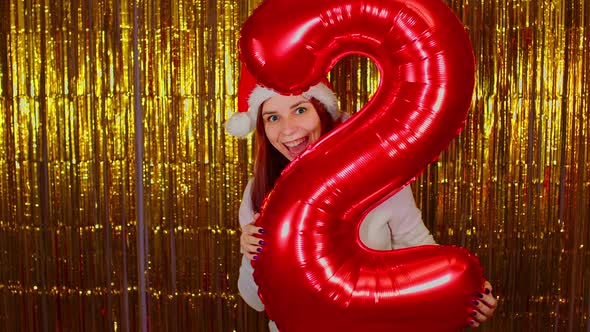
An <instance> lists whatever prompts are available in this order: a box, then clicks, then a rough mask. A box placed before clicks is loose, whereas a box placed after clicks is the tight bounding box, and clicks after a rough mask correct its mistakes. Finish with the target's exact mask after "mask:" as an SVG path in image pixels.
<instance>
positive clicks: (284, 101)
mask: <svg viewBox="0 0 590 332" xmlns="http://www.w3.org/2000/svg"><path fill="white" fill-rule="evenodd" d="M239 90H240V91H239V92H238V99H240V98H241V97H245V95H249V98H248V102H247V105H245V98H242V100H239V101H238V102H239V104H240V105H241V106H242V107H241V110H242V111H244V110H247V111H246V112H241V113H237V114H234V115H233V116H232V117H231V118H230V120H229V121H228V123H227V124H226V129H227V131H228V132H229V133H230V134H232V135H234V136H238V137H243V136H245V135H247V134H248V133H249V132H250V131H251V130H252V129H253V128H254V127H255V128H256V143H257V148H258V151H257V155H256V161H255V164H254V177H253V179H251V180H250V181H249V182H248V184H247V186H246V189H245V190H244V195H243V198H242V203H241V205H240V213H239V218H240V225H241V226H242V234H241V236H240V248H241V252H242V253H243V258H242V265H241V267H240V276H239V280H238V289H239V291H240V294H241V296H242V298H243V299H244V301H245V302H246V303H248V305H250V306H251V307H252V308H254V309H255V310H258V311H263V310H264V305H263V304H262V302H261V301H260V299H259V297H258V286H257V285H256V283H255V282H254V279H253V277H252V273H253V272H254V270H253V268H252V265H251V262H250V260H256V259H257V257H258V256H257V255H258V254H259V253H261V252H263V250H264V240H261V238H260V237H258V236H257V235H260V234H264V230H263V229H262V228H261V227H258V226H255V225H254V222H255V220H256V219H257V218H258V215H259V212H260V211H259V210H260V206H261V204H262V200H263V199H264V197H265V196H266V194H267V193H268V192H269V191H270V190H271V189H272V186H273V185H274V182H275V180H276V179H277V178H278V177H279V176H280V173H281V171H282V170H283V169H284V167H285V166H286V165H287V164H288V163H289V162H290V161H293V160H294V159H295V158H296V157H297V156H298V155H299V154H301V153H302V152H303V151H305V150H306V149H307V148H308V147H309V146H310V145H311V144H313V143H314V142H315V141H317V140H318V139H319V138H320V137H321V136H322V135H323V134H325V133H327V132H329V131H330V130H332V129H333V128H334V127H335V125H337V124H338V123H339V122H340V120H341V119H342V114H341V113H340V112H339V111H338V107H337V105H338V104H337V100H336V96H335V95H334V93H333V91H332V90H331V89H330V88H329V87H328V86H327V84H325V83H319V84H317V85H316V86H313V87H312V88H310V89H309V90H308V91H307V92H305V93H303V94H301V95H290V96H285V95H280V94H278V93H276V92H275V91H273V90H270V89H268V88H264V87H261V86H260V85H257V84H256V82H255V80H254V78H253V77H252V76H251V75H250V74H249V73H248V72H247V71H246V70H245V68H242V77H241V80H240V87H239ZM250 91H251V92H250ZM248 109H249V110H248ZM359 232H360V239H361V240H362V241H363V243H364V244H365V245H367V246H368V247H369V248H372V249H376V250H391V249H398V248H406V247H411V246H418V245H426V244H435V243H436V242H435V241H434V239H433V238H432V235H431V234H430V232H429V231H428V229H427V228H426V226H425V225H424V223H423V221H422V217H421V212H420V210H419V209H418V208H417V207H416V203H415V201H414V197H413V194H412V191H411V189H410V186H406V187H405V188H404V189H402V190H401V191H399V192H398V193H397V194H395V195H393V196H392V197H390V198H389V199H387V200H386V201H384V202H383V203H382V204H380V205H379V206H377V207H376V208H375V209H373V210H372V211H371V212H369V213H368V214H367V216H366V217H365V219H364V220H363V222H362V223H361V226H360V230H359ZM491 291H492V286H491V285H490V284H489V282H487V281H486V283H485V292H484V293H482V294H477V297H479V300H474V301H473V311H472V313H471V316H472V318H471V319H470V320H469V321H468V323H469V324H470V325H471V326H473V327H477V326H479V325H480V324H481V323H483V322H484V321H486V320H487V319H488V318H489V317H490V316H491V315H492V314H493V313H494V310H495V308H496V305H497V301H496V299H495V297H494V296H493V295H492V292H491ZM269 327H270V330H271V331H278V329H277V328H276V326H275V324H274V323H273V322H272V321H271V322H270V323H269Z"/></svg>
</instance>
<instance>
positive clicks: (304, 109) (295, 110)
mask: <svg viewBox="0 0 590 332" xmlns="http://www.w3.org/2000/svg"><path fill="white" fill-rule="evenodd" d="M305 111H307V110H306V109H305V107H299V108H297V109H296V110H295V113H297V114H301V113H305Z"/></svg>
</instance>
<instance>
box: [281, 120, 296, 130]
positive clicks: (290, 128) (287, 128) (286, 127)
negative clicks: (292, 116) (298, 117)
mask: <svg viewBox="0 0 590 332" xmlns="http://www.w3.org/2000/svg"><path fill="white" fill-rule="evenodd" d="M282 124H283V126H282V128H281V130H282V132H283V134H289V133H292V132H294V131H295V130H296V129H297V122H296V121H295V120H294V119H292V118H290V117H286V118H285V119H284V120H283V123H282Z"/></svg>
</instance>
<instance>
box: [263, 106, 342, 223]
mask: <svg viewBox="0 0 590 332" xmlns="http://www.w3.org/2000/svg"><path fill="white" fill-rule="evenodd" d="M309 101H310V102H311V104H312V105H313V107H314V108H315V109H316V111H317V113H318V116H319V118H320V123H321V129H322V135H324V134H325V133H327V132H329V131H330V130H332V129H334V127H335V125H336V124H337V123H336V121H334V119H332V116H331V115H330V114H329V113H328V111H326V108H325V107H324V105H323V104H322V103H320V102H319V101H318V100H317V99H315V98H311V99H310V100H309ZM262 105H264V103H263V104H262ZM262 105H260V109H259V110H258V115H257V118H256V134H255V140H254V143H255V144H256V149H257V153H256V159H255V161H254V172H253V173H254V183H253V184H252V198H251V199H252V209H253V210H254V211H255V212H260V207H261V206H262V201H263V200H264V197H266V195H267V194H268V192H269V191H270V190H271V189H272V188H273V187H274V185H275V181H276V180H277V179H278V178H279V176H280V175H281V172H282V171H283V169H285V167H286V166H287V165H288V164H289V159H287V158H286V157H285V156H283V155H282V154H281V153H280V152H279V151H278V150H277V149H275V147H274V146H272V144H271V143H270V141H269V140H268V137H266V133H265V131H264V121H263V120H262Z"/></svg>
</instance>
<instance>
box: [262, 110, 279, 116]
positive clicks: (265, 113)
mask: <svg viewBox="0 0 590 332" xmlns="http://www.w3.org/2000/svg"><path fill="white" fill-rule="evenodd" d="M268 114H277V111H274V110H269V111H262V115H268Z"/></svg>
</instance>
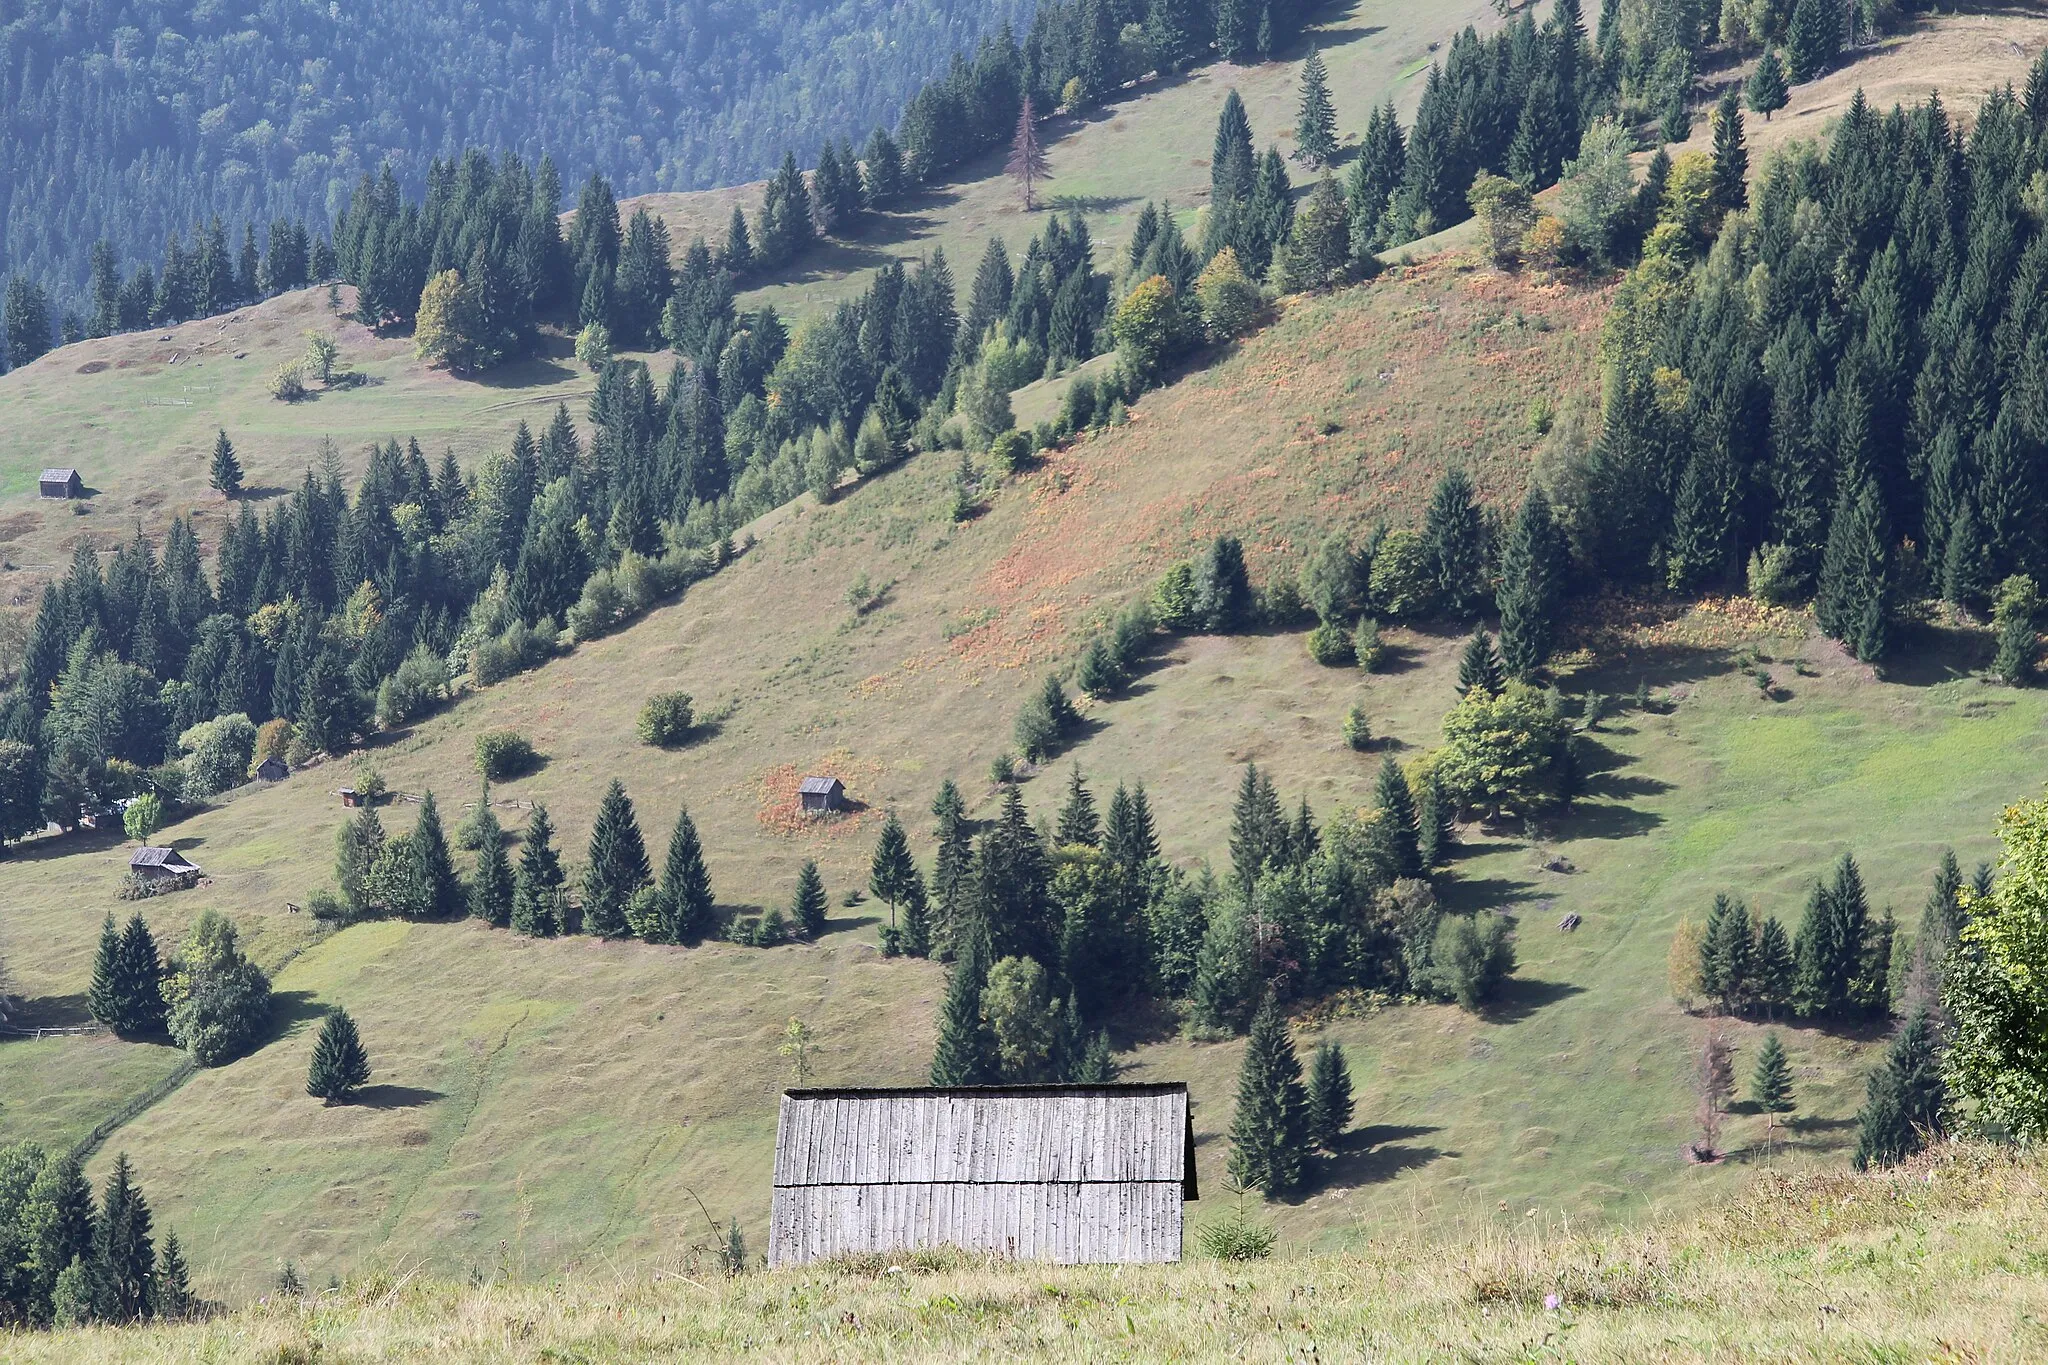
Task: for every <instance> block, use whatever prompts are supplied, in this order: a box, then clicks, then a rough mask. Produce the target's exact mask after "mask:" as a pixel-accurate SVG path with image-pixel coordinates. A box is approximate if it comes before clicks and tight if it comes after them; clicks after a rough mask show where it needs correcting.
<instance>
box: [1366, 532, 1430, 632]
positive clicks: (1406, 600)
mask: <svg viewBox="0 0 2048 1365" xmlns="http://www.w3.org/2000/svg"><path fill="white" fill-rule="evenodd" d="M1368 585H1370V589H1372V602H1374V606H1378V608H1380V610H1382V612H1386V614H1389V616H1397V618H1415V616H1425V614H1427V612H1430V608H1432V606H1436V591H1438V583H1436V565H1434V563H1430V546H1427V544H1425V542H1423V538H1421V532H1415V530H1391V532H1386V540H1382V542H1380V548H1378V553H1376V555H1374V557H1372V573H1370V577H1368Z"/></svg>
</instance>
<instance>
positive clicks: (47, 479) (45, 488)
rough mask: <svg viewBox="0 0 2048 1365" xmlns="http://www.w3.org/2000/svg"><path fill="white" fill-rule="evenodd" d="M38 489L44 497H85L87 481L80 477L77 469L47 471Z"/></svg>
mask: <svg viewBox="0 0 2048 1365" xmlns="http://www.w3.org/2000/svg"><path fill="white" fill-rule="evenodd" d="M37 489H39V491H41V493H43V497H66V499H68V497H84V495H86V481H84V479H80V477H78V471H76V469H45V471H43V477H41V479H39V481H37Z"/></svg>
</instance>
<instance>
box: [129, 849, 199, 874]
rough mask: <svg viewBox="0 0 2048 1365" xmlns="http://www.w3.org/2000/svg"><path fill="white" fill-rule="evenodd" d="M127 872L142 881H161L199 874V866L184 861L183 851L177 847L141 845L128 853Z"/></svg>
mask: <svg viewBox="0 0 2048 1365" xmlns="http://www.w3.org/2000/svg"><path fill="white" fill-rule="evenodd" d="M129 872H133V874H135V876H139V878H141V880H143V882H162V880H166V878H174V876H199V866H197V864H190V862H186V857H184V853H180V851H178V849H152V847H141V849H135V853H133V855H129Z"/></svg>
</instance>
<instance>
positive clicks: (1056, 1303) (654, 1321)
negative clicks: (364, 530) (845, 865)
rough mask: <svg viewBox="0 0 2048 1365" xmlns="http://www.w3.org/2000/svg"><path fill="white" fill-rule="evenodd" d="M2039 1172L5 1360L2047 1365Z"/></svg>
mask: <svg viewBox="0 0 2048 1365" xmlns="http://www.w3.org/2000/svg"><path fill="white" fill-rule="evenodd" d="M2044 1175H2048V1158H2042V1156H2019V1154H2013V1152H2007V1150H1989V1148H1950V1150H1944V1152H1935V1154H1929V1156H1923V1158H1921V1160H1917V1162H1913V1164H1909V1166H1905V1169H1901V1171H1894V1173H1888V1175H1882V1177H1855V1175H1849V1173H1847V1171H1833V1173H1806V1175H1763V1177H1761V1179H1759V1181H1757V1183H1755V1185H1751V1189H1749V1191H1747V1193H1745V1195H1741V1197H1737V1199H1733V1201H1731V1203H1726V1205H1722V1207H1718V1209H1714V1212H1710V1214H1706V1216H1702V1218H1698V1220H1694V1222H1688V1224H1673V1226H1665V1228H1651V1230H1634V1232H1612V1234H1602V1236H1583V1234H1571V1232H1569V1230H1563V1228H1550V1226H1538V1224H1536V1222H1534V1220H1532V1222H1530V1224H1528V1226H1526V1228H1513V1230H1507V1232H1491V1234H1485V1236H1481V1238H1477V1240H1448V1242H1425V1240H1421V1238H1419V1236H1417V1238H1393V1240H1384V1242H1378V1244H1376V1246H1372V1248H1370V1250H1366V1252H1358V1254H1343V1257H1309V1259H1276V1261H1266V1263H1251V1265H1245V1263H1223V1261H1194V1263H1186V1265H1178V1267H1149V1269H1137V1267H1128V1269H1053V1267H993V1265H950V1267H940V1269H920V1267H918V1265H909V1267H907V1269H891V1267H885V1265H881V1263H877V1265H868V1267H836V1269H819V1271H803V1273H756V1275H745V1277H741V1279H733V1281H725V1279H717V1277H713V1275H707V1273H700V1269H698V1267H694V1265H692V1263H670V1265H664V1267H641V1269H635V1271H627V1269H621V1271H618V1273H616V1277H612V1279H608V1281H604V1279H590V1281H580V1283H563V1281H543V1283H481V1285H457V1283H444V1281H426V1279H420V1277H412V1275H408V1273H403V1271H399V1273H395V1275H393V1273H377V1275H369V1277H362V1279H356V1281H350V1283H346V1285H340V1287H338V1289H328V1291H326V1293H317V1291H315V1293H313V1295H311V1297H309V1300H307V1302H297V1300H293V1302H268V1304H260V1306H256V1308H248V1310H242V1312H236V1314H229V1316H223V1318H217V1320H213V1322H207V1324H195V1326H172V1328H150V1330H94V1332H59V1334H43V1336H14V1338H8V1340H6V1345H4V1355H6V1359H10V1361H23V1363H29V1361H199V1359H203V1361H223V1363H225V1361H264V1363H270V1361H276V1363H285V1361H426V1359H432V1361H440V1363H453V1361H647V1359H737V1357H741V1355H752V1357H758V1359H776V1361H883V1359H887V1361H954V1359H1047V1361H1161V1359H1171V1361H1315V1359H1360V1357H1362V1359H1372V1361H1382V1359H1403V1361H1407V1359H1432V1361H1438V1359H1458V1361H1538V1359H1542V1361H1550V1359H1567V1361H1745V1359H1769V1361H1845V1359H1853V1361H1927V1359H1944V1361H2023V1359H2042V1357H2044V1355H2048V1326H2044V1318H2048V1273H2044V1271H2048V1232H2044V1228H2048V1191H2044V1183H2042V1177H2044Z"/></svg>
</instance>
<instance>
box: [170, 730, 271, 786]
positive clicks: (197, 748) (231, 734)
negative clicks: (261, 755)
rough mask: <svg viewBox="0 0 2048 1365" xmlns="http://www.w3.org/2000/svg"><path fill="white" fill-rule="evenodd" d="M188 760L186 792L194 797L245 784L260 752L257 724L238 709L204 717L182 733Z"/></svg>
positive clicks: (181, 740)
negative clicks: (248, 773) (187, 730)
mask: <svg viewBox="0 0 2048 1365" xmlns="http://www.w3.org/2000/svg"><path fill="white" fill-rule="evenodd" d="M178 747H180V749H182V751H184V753H186V755H188V757H186V759H184V794H186V796H188V798H193V800H203V798H207V796H219V794H221V792H225V790H227V788H233V786H242V782H244V780H246V776H248V769H250V757H252V755H254V753H256V724H254V722H250V718H248V716H244V714H242V712H236V714H231V716H215V718H213V720H203V722H199V724H195V726H193V729H188V731H184V733H182V735H178Z"/></svg>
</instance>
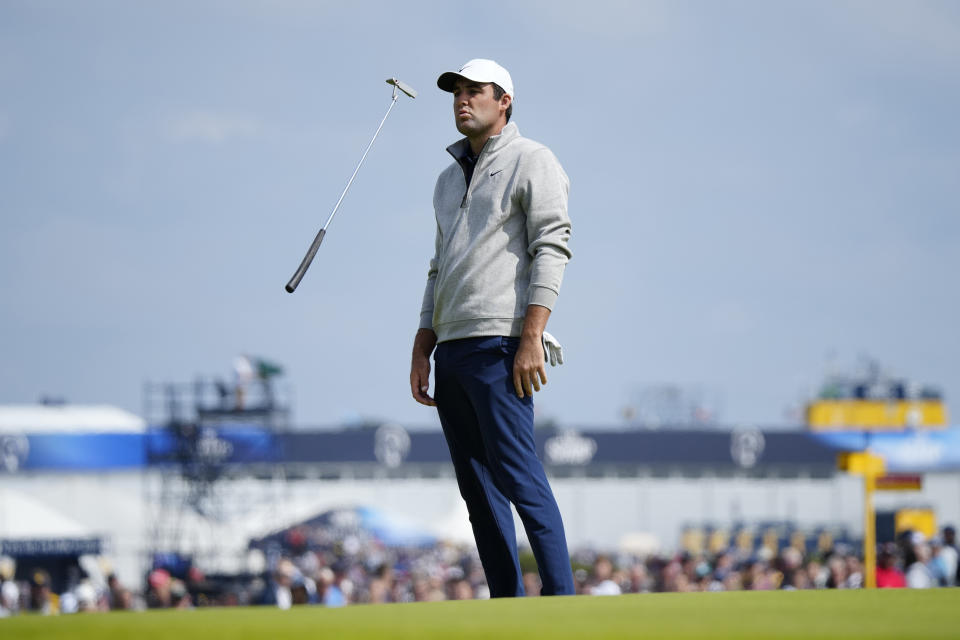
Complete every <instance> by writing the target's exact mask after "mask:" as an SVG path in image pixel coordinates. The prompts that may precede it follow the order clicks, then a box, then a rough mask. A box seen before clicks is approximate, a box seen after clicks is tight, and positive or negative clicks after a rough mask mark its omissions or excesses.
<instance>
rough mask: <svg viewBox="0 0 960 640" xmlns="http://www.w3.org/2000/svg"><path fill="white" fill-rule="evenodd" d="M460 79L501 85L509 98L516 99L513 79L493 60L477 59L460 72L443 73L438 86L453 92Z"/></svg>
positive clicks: (468, 62)
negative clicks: (514, 94)
mask: <svg viewBox="0 0 960 640" xmlns="http://www.w3.org/2000/svg"><path fill="white" fill-rule="evenodd" d="M458 78H466V79H467V80H471V81H473V82H484V83H486V82H493V83H496V84H498V85H500V88H501V89H503V90H504V91H505V92H506V93H507V95H508V96H510V97H511V98H516V96H515V95H514V94H513V79H512V78H511V77H510V72H509V71H507V70H506V69H504V68H503V67H501V66H500V65H498V64H497V63H496V62H494V61H493V60H486V59H484V58H475V59H473V60H471V61H469V62H468V63H466V64H465V65H463V66H462V67H460V69H459V70H458V71H447V72H446V73H442V74H440V77H439V78H437V86H438V87H440V88H441V89H443V90H444V91H451V92H452V91H453V85H454V83H456V81H457V79H458Z"/></svg>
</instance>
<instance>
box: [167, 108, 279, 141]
mask: <svg viewBox="0 0 960 640" xmlns="http://www.w3.org/2000/svg"><path fill="white" fill-rule="evenodd" d="M262 130H263V126H262V125H261V123H260V121H259V120H258V119H256V118H254V117H252V116H248V115H244V114H237V113H222V112H215V111H203V110H196V111H189V112H186V113H181V114H178V115H175V116H173V117H171V118H170V119H169V120H168V121H167V122H166V125H165V126H164V133H165V135H166V137H167V138H168V139H170V140H173V141H174V142H204V143H210V144H222V143H225V142H230V141H232V140H238V139H244V138H254V137H257V136H258V135H260V133H261V132H262Z"/></svg>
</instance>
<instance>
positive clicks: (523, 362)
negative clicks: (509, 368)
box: [513, 334, 547, 398]
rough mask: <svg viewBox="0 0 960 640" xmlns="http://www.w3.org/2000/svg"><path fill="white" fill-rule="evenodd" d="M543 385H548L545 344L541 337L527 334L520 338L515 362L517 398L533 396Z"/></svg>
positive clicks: (515, 376)
mask: <svg viewBox="0 0 960 640" xmlns="http://www.w3.org/2000/svg"><path fill="white" fill-rule="evenodd" d="M541 384H547V370H546V368H545V367H544V359H543V343H542V342H541V339H540V338H539V337H536V338H534V337H529V336H527V335H526V334H525V335H524V336H523V337H521V338H520V346H519V347H518V348H517V355H516V356H515V357H514V360H513V386H514V388H515V389H516V391H517V397H518V398H522V397H524V394H526V395H528V396H533V392H534V391H540V385H541Z"/></svg>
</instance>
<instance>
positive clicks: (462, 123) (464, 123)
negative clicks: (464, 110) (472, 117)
mask: <svg viewBox="0 0 960 640" xmlns="http://www.w3.org/2000/svg"><path fill="white" fill-rule="evenodd" d="M456 125H457V131H459V132H460V133H462V134H463V135H465V136H467V137H468V138H469V137H470V136H472V135H474V134H475V133H476V132H477V128H476V127H474V126H473V125H472V123H471V122H469V121H467V122H457V123H456Z"/></svg>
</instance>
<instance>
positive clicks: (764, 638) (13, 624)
mask: <svg viewBox="0 0 960 640" xmlns="http://www.w3.org/2000/svg"><path fill="white" fill-rule="evenodd" d="M958 621H960V589H932V590H922V591H921V590H906V589H899V590H882V591H865V590H857V591H793V592H788V591H773V592H742V591H741V592H731V593H685V594H641V595H625V596H617V597H588V596H578V597H562V598H521V599H510V600H492V601H490V600H488V601H478V600H473V601H461V602H436V603H415V604H392V605H372V606H371V605H366V606H351V607H346V608H343V609H325V608H322V607H295V608H294V609H292V610H289V611H280V610H278V609H274V608H265V607H237V608H222V609H196V610H192V611H147V612H140V613H128V612H112V613H101V614H81V615H72V616H57V617H48V618H45V617H40V616H18V617H16V618H9V619H4V620H0V637H2V638H4V639H6V638H10V639H11V640H13V639H17V640H20V639H24V640H26V639H29V638H37V639H40V638H43V639H44V640H56V639H59V638H63V639H67V638H69V639H71V640H79V639H88V638H89V639H90V640H93V639H97V640H104V639H109V638H117V639H120V638H123V639H124V640H126V639H128V638H136V639H138V640H141V639H150V638H173V639H174V640H193V639H197V640H200V639H203V640H208V639H210V638H231V639H235V640H241V639H246V638H265V639H266V638H351V639H352V638H377V639H380V638H411V639H412V638H416V639H417V640H422V639H424V638H444V639H446V638H452V637H453V638H495V637H496V638H525V639H527V640H530V639H531V638H540V637H547V638H551V640H553V639H555V638H738V639H742V638H764V639H768V638H803V639H804V640H809V639H810V638H843V639H844V640H851V639H853V638H924V639H925V640H930V639H933V638H957V637H960V626H958Z"/></svg>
════════════════
Copy out each line from the entries above in which the word "precede" appears.

» RESPONSE:
Complete every <instance> by writing the target's exact mask after "mask:" as an SVG path in image pixel coordinates. The prompts that may precede it follow the order clicks, then a box, then a rough mask. A box seen before clicks is approximate, a box seen after clicks is tight, and positive or negative clicks after a rough mask mark its omissions or excesses.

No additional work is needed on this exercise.